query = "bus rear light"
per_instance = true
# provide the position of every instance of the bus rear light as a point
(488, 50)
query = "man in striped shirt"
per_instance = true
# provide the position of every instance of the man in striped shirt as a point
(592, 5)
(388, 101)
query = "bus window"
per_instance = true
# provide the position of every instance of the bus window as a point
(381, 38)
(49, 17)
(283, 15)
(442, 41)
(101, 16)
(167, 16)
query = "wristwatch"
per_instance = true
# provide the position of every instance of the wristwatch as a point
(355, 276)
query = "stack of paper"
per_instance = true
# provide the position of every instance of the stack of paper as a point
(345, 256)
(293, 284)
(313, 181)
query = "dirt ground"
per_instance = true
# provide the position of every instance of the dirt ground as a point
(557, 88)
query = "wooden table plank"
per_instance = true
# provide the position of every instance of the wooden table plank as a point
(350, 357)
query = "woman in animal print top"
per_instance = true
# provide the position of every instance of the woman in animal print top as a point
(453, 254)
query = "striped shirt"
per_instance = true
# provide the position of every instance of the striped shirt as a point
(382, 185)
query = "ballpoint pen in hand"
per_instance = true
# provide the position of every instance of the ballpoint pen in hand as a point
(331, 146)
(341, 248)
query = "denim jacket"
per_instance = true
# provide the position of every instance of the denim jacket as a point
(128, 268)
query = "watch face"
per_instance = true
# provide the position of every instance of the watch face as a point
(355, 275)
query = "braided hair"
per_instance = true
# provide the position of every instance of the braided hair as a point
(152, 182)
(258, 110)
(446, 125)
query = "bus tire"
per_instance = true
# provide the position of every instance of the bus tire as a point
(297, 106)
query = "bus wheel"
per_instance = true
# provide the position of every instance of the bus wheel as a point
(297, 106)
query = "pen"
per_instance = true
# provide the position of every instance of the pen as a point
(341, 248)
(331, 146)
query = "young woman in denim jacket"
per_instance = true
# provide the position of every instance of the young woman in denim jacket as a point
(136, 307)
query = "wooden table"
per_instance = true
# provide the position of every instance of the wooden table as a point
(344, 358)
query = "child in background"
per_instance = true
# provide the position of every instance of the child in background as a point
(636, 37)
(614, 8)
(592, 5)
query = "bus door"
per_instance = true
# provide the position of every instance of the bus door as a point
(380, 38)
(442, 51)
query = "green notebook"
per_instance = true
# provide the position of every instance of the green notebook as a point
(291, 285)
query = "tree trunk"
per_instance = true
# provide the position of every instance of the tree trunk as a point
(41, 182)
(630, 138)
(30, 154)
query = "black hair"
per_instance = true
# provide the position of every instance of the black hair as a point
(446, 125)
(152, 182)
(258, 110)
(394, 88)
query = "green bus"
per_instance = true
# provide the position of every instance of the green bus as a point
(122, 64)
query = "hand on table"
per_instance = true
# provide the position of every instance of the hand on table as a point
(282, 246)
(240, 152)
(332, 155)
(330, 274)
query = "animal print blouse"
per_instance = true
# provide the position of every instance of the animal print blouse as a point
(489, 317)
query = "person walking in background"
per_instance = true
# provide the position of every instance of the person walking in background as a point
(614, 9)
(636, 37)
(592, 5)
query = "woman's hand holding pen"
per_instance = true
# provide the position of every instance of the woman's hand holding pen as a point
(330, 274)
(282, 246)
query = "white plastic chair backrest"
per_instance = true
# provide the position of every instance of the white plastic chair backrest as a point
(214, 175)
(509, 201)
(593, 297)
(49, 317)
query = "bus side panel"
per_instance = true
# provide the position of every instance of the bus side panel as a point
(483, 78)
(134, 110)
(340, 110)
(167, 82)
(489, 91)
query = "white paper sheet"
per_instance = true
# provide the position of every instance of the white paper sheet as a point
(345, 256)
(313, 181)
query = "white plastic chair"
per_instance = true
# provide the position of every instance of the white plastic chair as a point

What is being asked. Give the data again, exactly as it stands.

The output.
query = "bus rear light"
per_instance = true
# provide the position of every instance of the bus rear light as a point
(488, 50)
query = "man in striped shirt"
per_instance = true
# provide the position of every instance of the man in striped shirt as a point
(592, 5)
(388, 101)
query = "bus window"
per_instance = true
# provide the position of every instance of the bus window as a point
(381, 38)
(49, 17)
(283, 15)
(442, 41)
(101, 16)
(167, 16)
query = "wristwatch"
per_instance = true
# provide the position of every instance of the wristwatch as a point
(355, 276)
query = "stack of paper"
per_instance = true
# provide the position of every instance of the stack of paper as a point
(345, 256)
(293, 284)
(313, 181)
query = "dirt ground"
per_instance = true
# provide the position of every instance of the dirt ground as a point
(557, 88)
query = "wooden table plank"
per_instance = true
# provide the position of every instance of the wooden table plank as a point
(350, 357)
query = "woman in animal print top"
per_instance = true
# provide the position of every instance of the woman in animal print top as a point
(453, 254)
query = "striped shirt"
per_instance = true
# provide the position of every instance of the striped shirt as a point
(382, 185)
query = "ballpoint pen in hand"
per_instance = true
# provide the position of every instance of the ballpoint pen in hand as a point
(331, 146)
(341, 248)
query = "denim jacket"
per_instance = true
# provide the position of every instance of the denim jacket as a point
(128, 268)
query = "watch face"
per_instance = true
# provide the position of every instance of the watch face as a point
(355, 275)
query = "braided hair"
per_instance = true
# provide the position of every instance of the braided hair as a point
(152, 182)
(258, 110)
(446, 125)
query = "bus tire"
per_instance = true
# provide the position of every instance of the bus tire as a point
(297, 106)
query = "bus wheel"
per_instance = true
# provide the position of every instance of the bus wheel as a point
(297, 106)
query = "pen"
per_instance = true
# provide the position of every instance of the pen as a point
(341, 248)
(331, 146)
query = "young woman in denim jacket"
per_instance = true
# provide the position of every instance of the young woman in denim jacket as a point
(136, 307)
query = "wooden table"
per_instance = true
# provide the position of every instance of the wooden table as a point
(344, 358)
query = "child in background"
per_instance = true
# provide the position of every instance of the child in background as a point
(636, 37)
(614, 8)
(592, 5)
query = "bus door"
per_instance = true
# provide the position of every instance of the bus door as a point
(380, 38)
(442, 51)
query = "green notebook"
per_instance = true
# provide the position of every instance of the green notebook as a point
(291, 285)
query = "tree trunk"
per_instance = true
# provide the position of every instance of the tree trunk as a point
(41, 182)
(630, 138)
(30, 154)
query = "black hair"
per_instance = true
# provide the position of every instance of the black hair as a point
(446, 125)
(152, 182)
(258, 110)
(394, 88)
query = "green bus"
per_instance = true
# provide the position of every instance of the green bus as a point
(122, 64)
query = "hand on table"
per_instance = true
# provide the position of every instance of the hand on table as a point
(282, 246)
(240, 152)
(332, 155)
(330, 274)
query = "animal print blouse"
per_instance = true
# provide the position of every instance of the animal print blouse as a point
(489, 317)
query = "person walking in background"
per_instance = true
# provide the position of every instance of the person walking in background as a point
(614, 9)
(636, 37)
(592, 5)
query = "woman's hand holding pen"
per_instance = true
# provide the position of every instance of the woman's hand holding pen as a point
(330, 274)
(282, 246)
query = "white plastic chair backrest"
per_instance = true
# provide the position of every instance of the white plastic chair backrest as a point
(214, 175)
(509, 201)
(593, 297)
(49, 317)
query = "bus side panel"
per_instance = true
# provide the position of every instance of the bus side panel as a point
(483, 78)
(134, 110)
(340, 110)
(167, 82)
(489, 91)
query = "white paper sheet"
per_instance = true
# provide the position of every instance of the white paper sheet as a point
(345, 256)
(313, 181)
query = "white plastic chair"
per_instance = true
# provide the position of every instance of the white plastic chair as a point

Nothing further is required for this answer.